§ Work request 1: Decide whether each statement agrees with the report on the ACT health system below. Answer yes or no for each, and quote the words from the report that settle it. (a) On Monday 11 July, 30 treatment spaces in Canberra Hospital's Emergency Department were offline. (b) The 18,000 days of COVID leave include leave taken for influenza. (c) Sixty per cent of people with COVID-19 who were ventilated in ICU had been fully vaccinated.
§ Work request 2: Write out the passage of the report on the ACT health system below, starting at "Elective surgery services" and ending at "spaces to 60.". Swap "treatment spaces" for "beds" everywhere it appears in that passage.

The ACT health system is looking at a grim couple of months, with COVID-19 cases expected to soar to up to 3,000 a day and rampant influenza strains spreading through the community.
CEO of Canberra Health Services, Dave Peffer, said the system is undoubtedly under increasing strain due to chronic workforce shortages and surging COVID-19 positive cases from around the region flooding local hospitals.
Elective surgery services are all but cancelled for the foreseeable future and locals are experiencing wait times of over four hours in emergency departments (post triage).
“In the last three months, we had 18,000 days of COVID leave in our service that we carry. That doesn’t include influenza respiratory virus, any other sort of impact to the workforce, any other types of leave, just COVID leave,” Mr Peffer said.
“That places a pretty big strain on those who are left to carry the service and keep those services running.
“As of this morning, one in four of our junior medial workforce is not at work… we’re talking about hundreds of doctors in that particular workforce.”
This morning, Monday 11 July, 30 treatment spaces in Canberra Hospital’s Emergency Department (ED) were “offline” due to workforce shortages, reducing the ED from 90 treatment spaces to 60.
Mr Peffer warned Canberrans to avoid seeking treatment from EDs unless urgent care is required, and to book an appointment with your GP if you have symptoms that most likely do not need to be treated at a hospital.
The Garran Surge Centre is currently operating at a high rate from the prevalence of COVID-19 in the community, and if necessary, will be utilised as a different facility to support the overflow from the hospital.
Mr Peffer urged the Canberra community to keep up to date with their vaccinations, saying that 60 per cent of those with COVID-19 who have been ventilated in ICU have not been fully vaccinated (minimum three shots).
He reassured Canberrans that while the system is under a lot of pressure at the moment, it is still holding up thanks to the thousands of dedicated healthcare workers turning up every day, not withstanding the chronic staff shortages.
“The system will cope, but as I say, it will come at a cost and the cost will be the time penalty that is imposed on the patients, and the cost will also be the increasing strain on the workforce that carries us through the coming months,” Mr Peffer said.
“We will come out on the other side of winter, but it will come at a cost, and the cost will be the time delays, and time delays aren’t free in healthcare because the other side of that time delay is a patient and a family that’s been waiting for care. For each decision that we make, we recognise there’s a cost that comes with that.
“The service levels we are seeing today, if we see a tripling in case numbers, that will markedly change. People can expect the health service that’s available here in the Territory will markedly change to reflect that growing burden of disease in the community that we will need to respond to.”

§ Recorded information:
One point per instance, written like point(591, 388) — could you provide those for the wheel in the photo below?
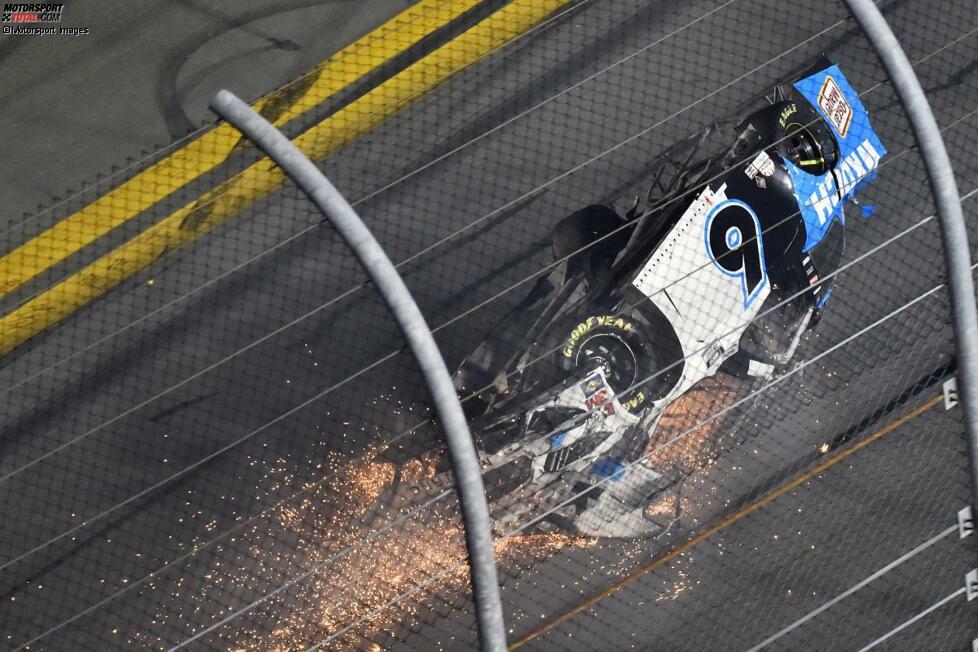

§ Task solution 1:
(a) Yes: "30 treatment spaces in Canberra Hospital’s Emergency Department (ED) were “offline” due to workforce shortages"
(b) No: "That doesn’t include influenza respiratory virus"
(c) No: "60 per cent of those with COVID-19 who have been ventilated in ICU have not been fully vaccinated (minimum three shots)"

§ Task solution 2:
Elective surgery services are all but cancelled for the foreseeable future and locals are experiencing wait times of over four hours in emergency departments (post triage).
“In the last three months, we had 18,000 days of COVID leave in our service that we carry. That doesn’t include influenza respiratory virus, any other sort of impact to the workforce, any other types of leave, just COVID leave,” Mr Peffer said.
“That places a pretty big strain on those who are left to carry the service and keep those services running.
“As of this morning, one in four of our junior medial workforce is not at work… we’re talking about hundreds of doctors in that particular workforce.”
This morning, Monday 11 July, 30 beds in Canberra Hospital’s Emergency Department (ED) were “offline” due to workforce shortages, reducing the ED from 90 beds to 60.